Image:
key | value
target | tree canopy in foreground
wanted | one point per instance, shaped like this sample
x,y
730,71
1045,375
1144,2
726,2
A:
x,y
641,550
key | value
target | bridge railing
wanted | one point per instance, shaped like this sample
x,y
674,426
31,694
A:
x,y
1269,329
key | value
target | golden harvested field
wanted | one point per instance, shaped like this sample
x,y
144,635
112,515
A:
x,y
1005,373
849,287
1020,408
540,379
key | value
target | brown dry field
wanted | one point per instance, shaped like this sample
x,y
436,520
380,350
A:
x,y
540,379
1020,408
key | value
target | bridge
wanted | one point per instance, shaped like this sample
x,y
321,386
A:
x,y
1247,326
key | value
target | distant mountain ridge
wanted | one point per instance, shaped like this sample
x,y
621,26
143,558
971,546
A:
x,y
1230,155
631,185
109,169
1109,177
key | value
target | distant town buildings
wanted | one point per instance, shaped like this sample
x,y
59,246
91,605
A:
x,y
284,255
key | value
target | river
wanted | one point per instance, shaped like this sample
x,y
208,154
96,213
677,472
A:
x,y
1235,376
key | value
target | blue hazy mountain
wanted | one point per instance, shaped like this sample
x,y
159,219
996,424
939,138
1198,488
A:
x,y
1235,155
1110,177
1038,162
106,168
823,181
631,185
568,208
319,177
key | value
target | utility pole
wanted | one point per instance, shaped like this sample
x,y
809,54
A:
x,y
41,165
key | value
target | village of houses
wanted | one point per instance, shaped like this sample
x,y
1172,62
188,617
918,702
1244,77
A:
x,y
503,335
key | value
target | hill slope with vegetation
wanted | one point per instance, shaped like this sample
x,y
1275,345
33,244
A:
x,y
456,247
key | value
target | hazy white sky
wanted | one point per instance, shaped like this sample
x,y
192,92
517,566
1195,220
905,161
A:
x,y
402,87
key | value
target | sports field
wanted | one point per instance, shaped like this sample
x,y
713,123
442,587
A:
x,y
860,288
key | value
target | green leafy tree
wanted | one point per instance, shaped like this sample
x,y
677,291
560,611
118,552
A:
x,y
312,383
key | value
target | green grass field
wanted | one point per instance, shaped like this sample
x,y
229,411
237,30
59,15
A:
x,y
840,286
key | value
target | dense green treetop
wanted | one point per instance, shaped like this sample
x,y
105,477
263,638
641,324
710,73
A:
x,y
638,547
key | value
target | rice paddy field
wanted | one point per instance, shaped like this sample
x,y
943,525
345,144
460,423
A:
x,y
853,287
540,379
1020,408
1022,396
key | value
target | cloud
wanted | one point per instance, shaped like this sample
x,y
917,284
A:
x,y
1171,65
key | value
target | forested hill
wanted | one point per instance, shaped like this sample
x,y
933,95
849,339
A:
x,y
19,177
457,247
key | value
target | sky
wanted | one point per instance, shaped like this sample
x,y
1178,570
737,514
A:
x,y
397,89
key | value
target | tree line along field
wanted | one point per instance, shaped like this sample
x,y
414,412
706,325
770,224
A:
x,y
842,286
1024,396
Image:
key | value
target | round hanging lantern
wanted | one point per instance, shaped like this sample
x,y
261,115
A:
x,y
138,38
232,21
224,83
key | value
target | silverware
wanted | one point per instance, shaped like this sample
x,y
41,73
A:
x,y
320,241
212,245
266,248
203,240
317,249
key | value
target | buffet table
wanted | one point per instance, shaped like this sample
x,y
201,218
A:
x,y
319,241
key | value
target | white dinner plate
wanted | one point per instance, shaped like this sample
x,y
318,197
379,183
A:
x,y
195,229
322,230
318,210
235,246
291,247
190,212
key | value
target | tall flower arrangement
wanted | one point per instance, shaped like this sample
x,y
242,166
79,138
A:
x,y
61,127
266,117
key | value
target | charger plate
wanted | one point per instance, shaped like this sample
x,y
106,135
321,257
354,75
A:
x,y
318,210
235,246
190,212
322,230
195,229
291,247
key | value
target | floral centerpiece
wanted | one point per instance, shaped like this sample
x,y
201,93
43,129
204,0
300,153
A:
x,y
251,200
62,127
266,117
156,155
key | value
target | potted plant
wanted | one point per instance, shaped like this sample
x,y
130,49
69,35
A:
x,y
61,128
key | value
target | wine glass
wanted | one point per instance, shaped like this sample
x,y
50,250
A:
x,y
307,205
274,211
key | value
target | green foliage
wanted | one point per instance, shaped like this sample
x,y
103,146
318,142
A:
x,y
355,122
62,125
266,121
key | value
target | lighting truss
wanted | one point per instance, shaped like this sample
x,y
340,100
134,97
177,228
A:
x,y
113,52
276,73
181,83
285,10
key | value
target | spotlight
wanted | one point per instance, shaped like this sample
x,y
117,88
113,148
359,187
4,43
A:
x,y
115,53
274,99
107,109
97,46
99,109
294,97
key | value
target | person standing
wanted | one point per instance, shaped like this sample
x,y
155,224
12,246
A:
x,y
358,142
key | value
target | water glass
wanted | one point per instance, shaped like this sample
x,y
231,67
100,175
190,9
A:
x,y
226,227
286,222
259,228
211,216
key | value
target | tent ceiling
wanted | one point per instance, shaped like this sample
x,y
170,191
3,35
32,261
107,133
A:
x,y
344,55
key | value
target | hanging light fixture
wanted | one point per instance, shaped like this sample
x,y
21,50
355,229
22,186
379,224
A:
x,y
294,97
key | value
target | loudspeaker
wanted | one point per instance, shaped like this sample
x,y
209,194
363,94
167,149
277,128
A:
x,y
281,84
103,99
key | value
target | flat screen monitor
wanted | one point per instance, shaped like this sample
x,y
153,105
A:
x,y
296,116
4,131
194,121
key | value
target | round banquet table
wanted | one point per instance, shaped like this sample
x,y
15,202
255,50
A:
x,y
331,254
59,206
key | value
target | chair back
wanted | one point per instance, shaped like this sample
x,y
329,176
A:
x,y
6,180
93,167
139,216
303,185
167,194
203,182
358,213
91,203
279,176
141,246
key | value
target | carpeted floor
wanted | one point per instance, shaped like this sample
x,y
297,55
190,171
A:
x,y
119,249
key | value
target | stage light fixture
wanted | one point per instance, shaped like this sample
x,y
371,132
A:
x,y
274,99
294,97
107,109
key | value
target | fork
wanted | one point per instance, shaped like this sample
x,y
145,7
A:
==============================
- [Task to complete] Restate the listing above word for word.

- [Exercise result]
Image:
key | value
target | tree canopy in foreground
wanted | one point per instance, shaped like this sample
x,y
730,71
1045,375
1144,2
726,2
A:
x,y
641,550
key | value
target | bridge railing
wanted | one point per instance, shaped like this sample
x,y
674,426
31,694
A:
x,y
1269,329
key | value
target | golden harvested field
wanted | one point per instance, shaped like this sample
x,y
144,635
112,515
A:
x,y
1005,373
849,287
1020,408
540,379
key | value
target | brown dry field
wanted | one point per instance, shaped like this sample
x,y
436,520
380,350
A:
x,y
540,379
1020,408
key | value
target | bridge
wanted | one point per instance, shaped like this sample
x,y
321,386
A:
x,y
1247,326
key | value
target | distant mountain ridge
wanted | one point per instance, shaped like this sample
x,y
621,26
143,558
971,546
A:
x,y
1230,155
631,185
109,169
1109,177
key | value
target | distant town buildings
wanted | one point per instance, shaped like this sample
x,y
59,246
91,605
A:
x,y
284,255
key | value
target | river
wanted | one point per instance, shaped like this sample
x,y
208,154
96,213
677,472
A:
x,y
1235,376
key | value
target | blue hazy mountain
wanted | one point per instance, shaped like this sample
x,y
159,219
996,424
939,138
1198,488
A:
x,y
1235,155
1110,177
1038,162
106,168
823,181
631,185
568,208
319,177
key | value
target | utility pole
wanted | one point per instance, shaped like this sample
x,y
809,54
A:
x,y
41,165
key | value
target | village of houses
wanted | one point per instance, shaped like this sample
x,y
1172,62
188,617
918,702
1244,77
A:
x,y
503,335
key | value
target | hill slope with vegetation
wanted | one point per instance, shaped like this sample
x,y
1275,345
33,244
A:
x,y
456,247
key | value
target | hazy white sky
wanted | one point per instance, shaped like this sample
x,y
192,92
517,566
1195,220
905,161
A:
x,y
402,87
key | value
target | sports field
wanted | one point per instance, shaped like this sample
x,y
713,123
442,587
A:
x,y
860,288
key | value
target | green leafy tree
wanted | one point per instance, shaped like this sample
x,y
677,291
560,611
118,552
A:
x,y
312,383
key | value
target | green grass field
wanted | one point per instance, shaped like this sample
x,y
229,411
237,30
59,15
A:
x,y
840,286
key | value
target | dense green treetop
wanted | one point per instance, shaped like this sample
x,y
105,477
263,638
641,324
710,73
A:
x,y
638,547
key | value
target | rice paddy field
wanted | one point per instance, shaped like this sample
x,y
943,525
345,144
460,423
A:
x,y
853,287
540,379
1020,408
1022,396
key | value
target | cloud
wanted | one point per instance, shaped like this sample
x,y
917,284
A:
x,y
1171,65
key | value
target | forested hill
wanted | one point per instance, shaped like this sample
x,y
933,95
849,339
A:
x,y
19,177
457,247
key | value
target | sky
wanted | one point per instance, shaped like this sample
x,y
1178,570
737,514
A:
x,y
397,89
key | value
target | tree line along field
wanted | one point per instance, shaped like this sample
x,y
414,412
706,325
770,224
A:
x,y
842,286
1024,396
Image:
key | value
target | round hanging lantern
wanted | one point per instance, shaped like this sample
x,y
261,115
A:
x,y
138,38
232,21
224,83
key | value
target | silverware
wanted | one point per instance, shaped like this sample
x,y
41,73
A:
x,y
320,241
212,245
266,248
203,240
317,249
key | value
target | buffet table
wanted | one point per instance, shaped like this sample
x,y
201,218
A:
x,y
319,241
key | value
target | white dinner plate
wanted | one point per instance, shaped like this sample
x,y
318,197
379,183
A:
x,y
195,229
322,230
318,210
235,246
291,247
190,212
key | value
target | tall flower arrangement
wanted | one point per instance, shaped like this sample
x,y
242,166
79,138
A:
x,y
61,127
266,117
key | value
target | charger plate
wanted | one point per instance, shaped like this sample
x,y
106,135
321,257
354,75
A:
x,y
318,210
235,246
190,212
322,230
195,229
291,247
key | value
target | floral centerpiece
wanted | one point per instance, shaped like this sample
x,y
201,93
43,129
204,0
300,153
A:
x,y
251,200
62,127
266,117
156,155
key | value
target | potted plant
wanted | one point per instance, shaped like this sample
x,y
130,49
69,35
A:
x,y
61,128
key | value
target | wine glass
wanted | one point per instance, shaped like this sample
x,y
50,250
A:
x,y
307,205
274,211
key | value
target | green foliage
wanted | one point per instance, shaped like this sample
x,y
103,146
318,142
A:
x,y
355,122
62,125
266,121
key | value
target | lighting truss
wanted | one point per instance, shaped like this sample
x,y
340,100
134,97
177,228
A:
x,y
113,52
276,73
181,83
285,10
key | value
target | spotlight
wanted | one point per instance, shaped like this sample
x,y
117,88
113,148
359,187
4,43
A:
x,y
115,53
274,99
107,109
97,46
99,109
294,97
key | value
target | person standing
wanted | one point per instance, shaped like this sample
x,y
155,224
12,246
A:
x,y
358,142
key | value
target | water glass
wanted | one point per instance, shaped like this sample
x,y
231,67
100,175
190,9
A:
x,y
226,227
286,222
259,228
211,216
key | value
target | tent ceiling
wanted | one point per instance, shaped like this sample
x,y
170,191
3,35
32,261
107,133
A:
x,y
344,55
key | value
target | hanging light fixture
wanted | one point per instance, shaped like this sample
x,y
21,50
355,229
22,186
379,224
A:
x,y
294,97
key | value
target | loudspeaker
wanted | one point per instance, shaped like this sample
x,y
209,194
363,94
167,149
277,128
A:
x,y
281,84
103,99
key | value
target | flat screen monitor
wanted | one point per instance, shaped like this sample
x,y
153,105
A:
x,y
296,116
4,131
194,121
key | value
target | round banquet table
wanted | one point per instance, shaped like this sample
x,y
15,202
255,50
A:
x,y
331,254
59,206
key | value
target | chair back
wanted | one point per instance, shaped like this sample
x,y
329,176
A:
x,y
6,180
93,167
139,216
303,185
167,194
203,182
358,213
91,203
279,176
141,246
key | value
target | carpeted floor
wanted | one point per instance, shaped like this sample
x,y
297,55
190,171
A:
x,y
119,249
key | value
target | stage light fixture
wanted | one point per instance, shaped like this sample
x,y
371,132
A:
x,y
274,99
294,97
107,109
key | value
target | fork
wanted | one point per instance, shaped like this sample
x,y
145,7
A:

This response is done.